Write out nothing except the lines running from the one containing "Where can the seated" to the last line of the data, exactly as they stand.

Source records:
_ _ _ _
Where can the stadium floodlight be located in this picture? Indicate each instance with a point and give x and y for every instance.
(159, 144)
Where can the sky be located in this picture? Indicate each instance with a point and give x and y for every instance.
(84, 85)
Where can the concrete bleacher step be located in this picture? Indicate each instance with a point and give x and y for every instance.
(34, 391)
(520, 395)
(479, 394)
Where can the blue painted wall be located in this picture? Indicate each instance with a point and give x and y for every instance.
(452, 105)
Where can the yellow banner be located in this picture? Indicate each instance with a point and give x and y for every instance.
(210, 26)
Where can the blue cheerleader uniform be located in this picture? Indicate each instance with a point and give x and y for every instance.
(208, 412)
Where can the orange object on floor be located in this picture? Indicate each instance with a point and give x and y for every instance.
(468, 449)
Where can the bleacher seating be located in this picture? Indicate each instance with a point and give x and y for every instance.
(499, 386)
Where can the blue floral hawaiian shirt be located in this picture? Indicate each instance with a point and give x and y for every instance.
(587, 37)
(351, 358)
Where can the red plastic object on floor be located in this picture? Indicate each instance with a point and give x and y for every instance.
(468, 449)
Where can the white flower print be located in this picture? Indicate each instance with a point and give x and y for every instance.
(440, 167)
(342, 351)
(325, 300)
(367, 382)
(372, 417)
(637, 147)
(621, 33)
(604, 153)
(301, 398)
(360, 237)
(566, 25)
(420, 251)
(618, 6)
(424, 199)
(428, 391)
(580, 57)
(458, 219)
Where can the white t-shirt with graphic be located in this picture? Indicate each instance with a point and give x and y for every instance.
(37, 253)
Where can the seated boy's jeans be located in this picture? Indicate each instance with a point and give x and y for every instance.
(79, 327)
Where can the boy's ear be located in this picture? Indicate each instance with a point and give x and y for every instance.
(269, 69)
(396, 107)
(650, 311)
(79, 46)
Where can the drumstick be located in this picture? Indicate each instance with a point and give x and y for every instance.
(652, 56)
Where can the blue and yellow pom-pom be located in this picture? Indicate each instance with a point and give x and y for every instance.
_ _ _ _
### ANSWER
Where can the seated boy's jeans be located in this picture? Indicate each instance with a point and give x and y for every instance.
(79, 327)
Where can the boy's ear be located in this picture? Indicate each instance with a point and give x and y for every instance.
(269, 69)
(396, 107)
(650, 311)
(79, 46)
Where can the drumstick be located in this picture? Indicate each instance with a point and give x and y for every instance.
(652, 56)
Where can the blue and yellow pom-pom be located in this picture? Indicate each instance with a point and give x and y for every instance.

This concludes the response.